Prompt 1
Can you give, as a numbered list with blank lines left out, the lines of the entries starting with the line containing "Annotation guideline: for every instance of the hood, put" and going on through the line containing "Target: hood"?

Passage to read
Lesson 11 official topic

I tried this (CPU only again) with the matrix multiplication for the 10.000 validation images - for me, there is no difference between the first and the following Numba runs, but a large difference to the non-compiled version.

1 Like

Fascinating. Thank you for sharing those. No idea how to explain the discrepancy except maybe just different hardware.

For anyone interested in semantic in-painting ClipSeg + the stable diffusion in-painting model shared by @johnowhitaker earlier today work pretty well (for basic cases at least).
ClipSeg automatically creates the segmentation mask from a src image and a prompt (e.g. horse).
Then you simply pass the src image, mask image and insertion prompt (e.g. zebra) to the in-painting model.

Here are some examples:

Here’s a notebook if you want to try it out.


Thanks @johnowhitaker for pointing to the stable diffusion in painting pipeline and @tommyc for sharing your code.

I tried two approaches -

  1. Approach 1 - So, I built on my last shared notebook, I improved masking by adding a OpenCV trick and then generated a new image using img2img pipeline. Then I mixed original image with the new image using masking. Like below -

  2. Approach 2 - Notebook. I used the masked generated by DiffEdit+OpenCV and then used inpaint pipeline.

Here are comparitive result. I think the in-paint pipeline results looks better to me.


Thanks for sharing the code:
orig_noisy-target_noisy gives the following image:

and swapping that around to - target_noisy-orig_noisy yields:

We see they are kinda complimentary in the “horse”

Data to process
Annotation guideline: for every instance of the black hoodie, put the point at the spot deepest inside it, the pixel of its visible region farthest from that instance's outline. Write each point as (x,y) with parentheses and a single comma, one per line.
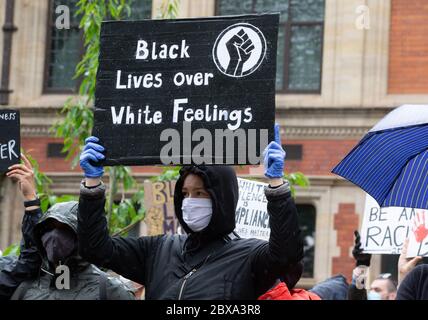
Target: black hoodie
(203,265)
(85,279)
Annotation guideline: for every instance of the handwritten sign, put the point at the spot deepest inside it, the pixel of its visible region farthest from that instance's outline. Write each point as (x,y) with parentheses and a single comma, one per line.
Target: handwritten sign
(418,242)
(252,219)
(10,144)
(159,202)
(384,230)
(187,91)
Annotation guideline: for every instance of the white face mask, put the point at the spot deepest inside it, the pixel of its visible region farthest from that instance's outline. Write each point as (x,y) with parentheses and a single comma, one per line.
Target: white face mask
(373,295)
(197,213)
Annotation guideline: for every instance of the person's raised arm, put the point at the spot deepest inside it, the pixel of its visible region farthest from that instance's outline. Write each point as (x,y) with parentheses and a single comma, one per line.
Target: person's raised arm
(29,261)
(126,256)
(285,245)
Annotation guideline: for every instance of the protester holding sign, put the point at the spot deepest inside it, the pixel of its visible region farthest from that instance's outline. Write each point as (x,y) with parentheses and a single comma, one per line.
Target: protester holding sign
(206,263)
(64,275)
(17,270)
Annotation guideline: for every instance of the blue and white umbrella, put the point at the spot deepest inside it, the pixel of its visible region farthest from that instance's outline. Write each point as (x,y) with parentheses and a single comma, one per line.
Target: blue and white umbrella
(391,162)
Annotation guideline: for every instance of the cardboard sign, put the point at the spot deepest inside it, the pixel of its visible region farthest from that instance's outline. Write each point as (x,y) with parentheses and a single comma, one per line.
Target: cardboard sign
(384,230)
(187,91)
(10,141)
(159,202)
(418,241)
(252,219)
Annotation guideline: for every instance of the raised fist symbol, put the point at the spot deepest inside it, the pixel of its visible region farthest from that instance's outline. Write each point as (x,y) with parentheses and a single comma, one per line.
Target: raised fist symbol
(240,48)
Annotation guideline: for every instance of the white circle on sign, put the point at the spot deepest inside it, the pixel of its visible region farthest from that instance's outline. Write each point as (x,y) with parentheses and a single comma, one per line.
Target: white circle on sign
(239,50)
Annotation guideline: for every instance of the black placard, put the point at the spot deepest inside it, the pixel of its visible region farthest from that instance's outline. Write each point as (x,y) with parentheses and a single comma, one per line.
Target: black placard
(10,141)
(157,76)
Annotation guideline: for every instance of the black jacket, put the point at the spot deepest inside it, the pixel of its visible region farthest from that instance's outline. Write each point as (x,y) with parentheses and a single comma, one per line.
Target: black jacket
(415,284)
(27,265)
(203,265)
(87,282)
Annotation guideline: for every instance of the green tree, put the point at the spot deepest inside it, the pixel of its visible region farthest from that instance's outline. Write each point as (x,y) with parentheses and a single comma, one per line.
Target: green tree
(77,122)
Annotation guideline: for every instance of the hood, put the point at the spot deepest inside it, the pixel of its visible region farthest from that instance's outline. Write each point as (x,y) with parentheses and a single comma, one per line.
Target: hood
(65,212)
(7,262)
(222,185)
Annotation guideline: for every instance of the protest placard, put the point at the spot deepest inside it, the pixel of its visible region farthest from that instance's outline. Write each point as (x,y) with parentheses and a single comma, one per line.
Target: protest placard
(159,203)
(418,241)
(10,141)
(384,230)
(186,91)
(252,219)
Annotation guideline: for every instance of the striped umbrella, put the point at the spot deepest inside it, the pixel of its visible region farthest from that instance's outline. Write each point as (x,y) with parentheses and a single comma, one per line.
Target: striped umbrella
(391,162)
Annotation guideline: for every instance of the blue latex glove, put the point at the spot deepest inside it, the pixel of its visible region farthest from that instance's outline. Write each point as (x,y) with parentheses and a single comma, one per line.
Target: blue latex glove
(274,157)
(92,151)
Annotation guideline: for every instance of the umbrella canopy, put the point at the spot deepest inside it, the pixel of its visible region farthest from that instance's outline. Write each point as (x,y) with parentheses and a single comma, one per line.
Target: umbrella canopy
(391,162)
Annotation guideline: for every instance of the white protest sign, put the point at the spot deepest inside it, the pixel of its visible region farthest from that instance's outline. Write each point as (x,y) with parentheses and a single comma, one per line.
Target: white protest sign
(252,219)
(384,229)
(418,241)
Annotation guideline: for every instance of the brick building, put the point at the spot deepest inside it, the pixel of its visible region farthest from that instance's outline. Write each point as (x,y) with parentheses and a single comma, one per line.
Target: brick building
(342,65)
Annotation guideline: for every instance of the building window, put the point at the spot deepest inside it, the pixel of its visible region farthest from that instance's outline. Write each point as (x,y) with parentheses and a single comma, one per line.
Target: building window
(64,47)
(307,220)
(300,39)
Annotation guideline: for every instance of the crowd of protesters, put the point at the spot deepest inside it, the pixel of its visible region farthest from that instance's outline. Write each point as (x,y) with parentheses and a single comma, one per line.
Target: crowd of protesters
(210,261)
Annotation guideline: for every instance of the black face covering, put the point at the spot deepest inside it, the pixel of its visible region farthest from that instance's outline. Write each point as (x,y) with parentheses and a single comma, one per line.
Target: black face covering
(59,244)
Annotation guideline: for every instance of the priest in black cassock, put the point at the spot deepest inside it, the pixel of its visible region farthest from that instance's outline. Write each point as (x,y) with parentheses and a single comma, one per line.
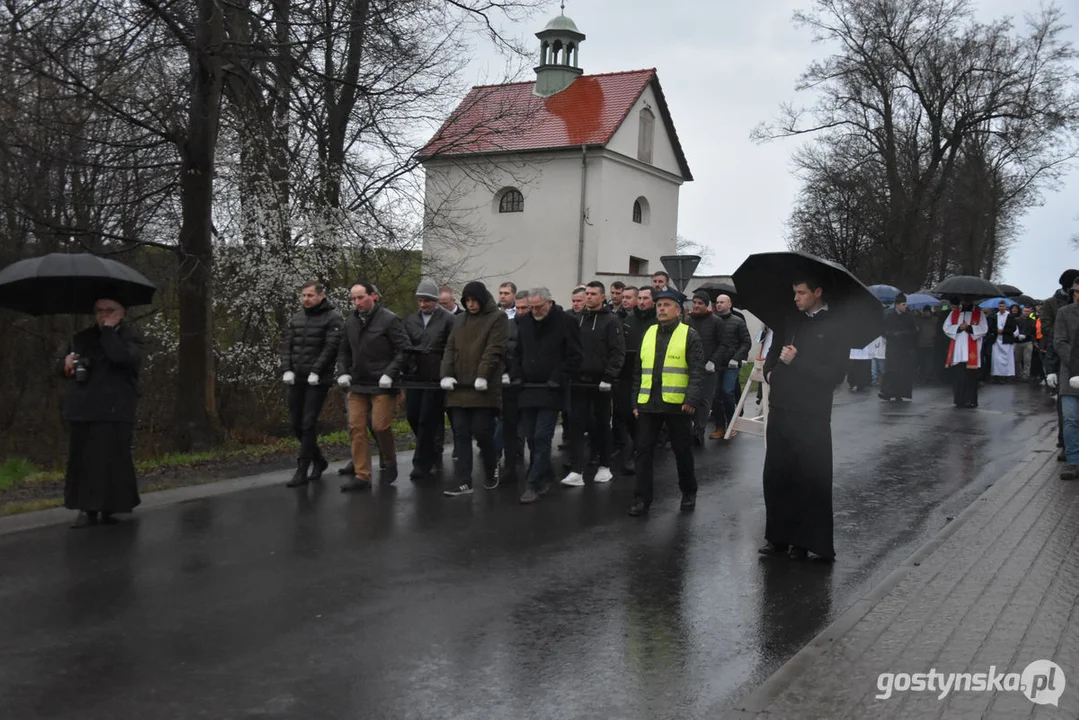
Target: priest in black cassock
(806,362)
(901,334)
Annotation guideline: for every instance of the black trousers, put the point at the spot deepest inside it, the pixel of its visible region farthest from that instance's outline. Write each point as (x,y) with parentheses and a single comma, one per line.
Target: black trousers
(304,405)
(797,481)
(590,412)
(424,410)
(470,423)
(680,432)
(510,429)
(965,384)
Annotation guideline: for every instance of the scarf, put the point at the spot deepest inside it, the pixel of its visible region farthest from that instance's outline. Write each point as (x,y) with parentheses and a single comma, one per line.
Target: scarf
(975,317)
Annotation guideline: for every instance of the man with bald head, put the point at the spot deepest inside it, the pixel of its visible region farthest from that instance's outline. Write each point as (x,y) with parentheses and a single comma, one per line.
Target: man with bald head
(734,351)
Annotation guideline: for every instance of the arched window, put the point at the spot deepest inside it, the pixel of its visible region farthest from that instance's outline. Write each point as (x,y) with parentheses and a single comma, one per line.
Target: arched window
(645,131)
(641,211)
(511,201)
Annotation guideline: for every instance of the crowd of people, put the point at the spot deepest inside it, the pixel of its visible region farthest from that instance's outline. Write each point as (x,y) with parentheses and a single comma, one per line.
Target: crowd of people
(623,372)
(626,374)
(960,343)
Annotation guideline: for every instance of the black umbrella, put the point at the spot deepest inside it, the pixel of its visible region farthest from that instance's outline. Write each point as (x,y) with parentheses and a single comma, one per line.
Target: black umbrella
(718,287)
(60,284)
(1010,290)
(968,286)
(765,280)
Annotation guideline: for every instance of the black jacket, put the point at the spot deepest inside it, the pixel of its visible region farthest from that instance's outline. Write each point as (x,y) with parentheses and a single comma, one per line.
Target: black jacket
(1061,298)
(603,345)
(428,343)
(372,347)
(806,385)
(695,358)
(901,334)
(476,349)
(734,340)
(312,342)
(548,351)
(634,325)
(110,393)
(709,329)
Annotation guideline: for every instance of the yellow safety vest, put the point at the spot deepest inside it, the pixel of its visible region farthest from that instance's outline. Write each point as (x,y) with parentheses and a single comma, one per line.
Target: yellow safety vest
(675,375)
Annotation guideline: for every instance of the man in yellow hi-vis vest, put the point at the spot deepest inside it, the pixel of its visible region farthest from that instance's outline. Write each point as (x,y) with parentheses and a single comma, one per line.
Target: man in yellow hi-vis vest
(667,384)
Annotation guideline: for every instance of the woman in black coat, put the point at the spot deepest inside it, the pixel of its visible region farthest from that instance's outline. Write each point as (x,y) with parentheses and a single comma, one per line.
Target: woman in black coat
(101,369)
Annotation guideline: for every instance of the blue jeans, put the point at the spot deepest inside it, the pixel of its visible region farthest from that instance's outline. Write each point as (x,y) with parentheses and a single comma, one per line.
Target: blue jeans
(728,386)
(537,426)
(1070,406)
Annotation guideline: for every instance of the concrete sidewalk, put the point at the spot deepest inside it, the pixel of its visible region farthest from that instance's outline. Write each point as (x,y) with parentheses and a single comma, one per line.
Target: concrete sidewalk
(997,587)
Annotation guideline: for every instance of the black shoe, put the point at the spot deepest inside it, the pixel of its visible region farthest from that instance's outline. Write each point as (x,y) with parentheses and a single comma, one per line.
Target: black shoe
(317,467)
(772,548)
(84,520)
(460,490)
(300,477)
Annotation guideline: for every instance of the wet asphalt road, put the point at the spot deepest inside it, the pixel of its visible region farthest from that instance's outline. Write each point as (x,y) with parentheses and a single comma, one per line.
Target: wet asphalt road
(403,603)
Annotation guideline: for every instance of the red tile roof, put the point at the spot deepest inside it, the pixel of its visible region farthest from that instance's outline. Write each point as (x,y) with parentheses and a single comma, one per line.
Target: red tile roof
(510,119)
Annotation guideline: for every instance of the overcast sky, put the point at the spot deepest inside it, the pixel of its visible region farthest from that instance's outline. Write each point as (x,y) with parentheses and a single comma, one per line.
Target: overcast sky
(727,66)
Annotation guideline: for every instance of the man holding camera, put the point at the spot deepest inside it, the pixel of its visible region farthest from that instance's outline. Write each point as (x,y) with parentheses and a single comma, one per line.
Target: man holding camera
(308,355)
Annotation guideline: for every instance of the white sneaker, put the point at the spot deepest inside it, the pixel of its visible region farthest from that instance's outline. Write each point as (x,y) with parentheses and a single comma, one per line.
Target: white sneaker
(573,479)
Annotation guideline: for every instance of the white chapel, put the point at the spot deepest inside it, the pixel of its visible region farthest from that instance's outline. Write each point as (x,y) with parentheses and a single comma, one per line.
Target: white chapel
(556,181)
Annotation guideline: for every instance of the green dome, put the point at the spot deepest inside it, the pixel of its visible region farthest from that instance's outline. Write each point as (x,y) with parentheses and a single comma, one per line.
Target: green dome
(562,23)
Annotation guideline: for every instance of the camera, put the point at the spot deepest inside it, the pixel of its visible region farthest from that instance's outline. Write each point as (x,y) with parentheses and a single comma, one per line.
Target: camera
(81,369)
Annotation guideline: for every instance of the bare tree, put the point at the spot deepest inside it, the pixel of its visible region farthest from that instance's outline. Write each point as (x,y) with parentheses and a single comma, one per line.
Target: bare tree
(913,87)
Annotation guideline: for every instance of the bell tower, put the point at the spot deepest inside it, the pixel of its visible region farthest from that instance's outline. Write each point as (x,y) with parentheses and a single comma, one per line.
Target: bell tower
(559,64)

Prompt 2
In the forum thread, what does the poster say to pass to the in-painting model once ClipSeg has made the mask?

Written solution 1
1. Annotation guideline: for every instance of the hood, put the point at the spot deepest inside it, the pixel of its visible region farthest from that instance's outline. Write each point as (x,y) with parentheses and a single comma, one per line.
2. Target: hood

Written solution 2
- the src image
- the mask image
- the insertion prompt (e.g. zebra)